→ 원문 발췌

Kimuksung Follow 주니어 Data Enginner입니다.

2. Spark Architecture

Spark Architecture에 대해 알아보겠습니다.

Spark란?

Spark - 자동차의 엔진과 같다
Programming Launguage - 자동차의 핸들

spark-engine

Why Spark?

속도가 매우 빠르다. 그러면 과거에는 무엇을 어떻게 사용했을까요?
Google File System으로 부터 시작합니다.
- Google File System은 Failure Tolerance라는 개념을 가지고 나왔는데, Master-Slave 구조를 통해 Slave가 일을 제대로 수행 못하면 다시 일을 시켜버립니다.
Map-Reduce 개념 발생
- Hadoop이 Map-Reduce라는 데이터 Block으로 나누어 처리하는 개념을 통하여 Google File System을 효율적으로 확장시켰습니다.
I/O 속도도 느리다
- Hadoop은 map-reduce-shuffle 시 HDFS에 저장해야합니다. 이로 인해 I/O가 발생하죠. 반면에 Spark는 In-Memory에 두고 처리하는 방식입니다.

좋은 비유가 있어 추가 설명 드리자면

병렬처리 = 요리 과정
Spark = 요리 재료가 요리도구 위에 계속하여 존재
Hadoop = 요리 도구 위에 요리 재료를 넣어주어야 한다.

Cluster

여러 컴퓨터 Resource를 하나의 컴퓨터처럼 사용
클러스터를 구성한다고 하여 사용할 수 있는 것이 아니라 프레임워크가 있어야 Control이 가능
Spark는 컨트롤을 도와주는 역할의 프레임워크
스파크는 Local Mode도 지원하는데, Driver와 Executor를 단일 머신에서 Thread처럼 실행

Spark Application

Spark Application = Driver Process + 다수의 Executor Process 구성
Driver Process → Cluster Node → Execute Main() - 사용자 프로그램 Input,Scheduling, 분석, 유지관리 등등을 실행
Driver Process → Executor Process → 할당한 작업을 수행
Driver Process가 할당한 코드를 실행 및 진행상황을 Driver Node에 보고

Driver Process

Master Node
- Driver
- 명령을 내리는 여왕벌
Executor에게 구체적인 명령어를 지시(어떤 방식?- RDD,Dataframe / 몇명이서?-executor 수 .. )

→ 제시된 정보

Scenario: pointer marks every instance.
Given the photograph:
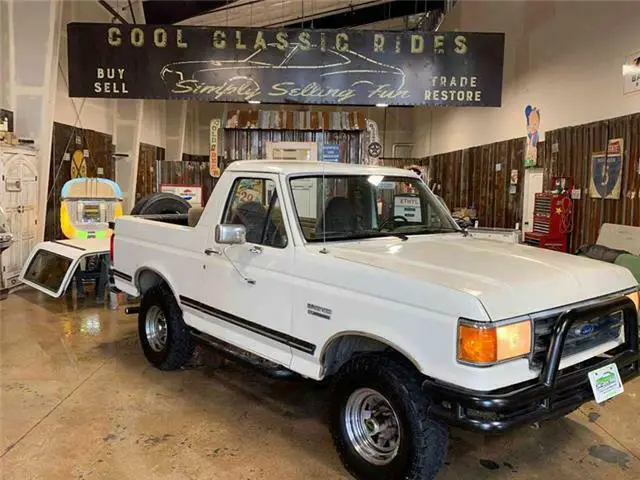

→ 주어진 요청 1
Spark 아키텍처 글에 따르면, Hadoop은 map-reduce-shuffle 과정에서 데이터를 어디에 저장해야 합니까?
→ 주어진 요청 2
Spark 아키텍처 글에서 "Spark - 자동차의" 구절이 든 대목으로 시작해 "다시 일을 시켜버립니다." 구절로 끝나는 부분을 그대로 옮겨 적으세요.

→ 전체 답변 1
HDFS에 저장해야 합니다.

→ 전체 답변 2
Spark - 자동차의 엔진과 같다
Programming Launguage - 자동차의 핸들

spark-engine

Why Spark?

속도가 매우 빠르다. 그러면 과거에는 무엇을 어떻게 사용했을까요?
Google File System으로 부터 시작합니다.
- Google File System은 Failure Tolerance라는 개념을 가지고 나왔는데, Master-Slave 구조를 통해 Slave가 일을 제대로 수행 못하면 다시 일을 시켜버립니다.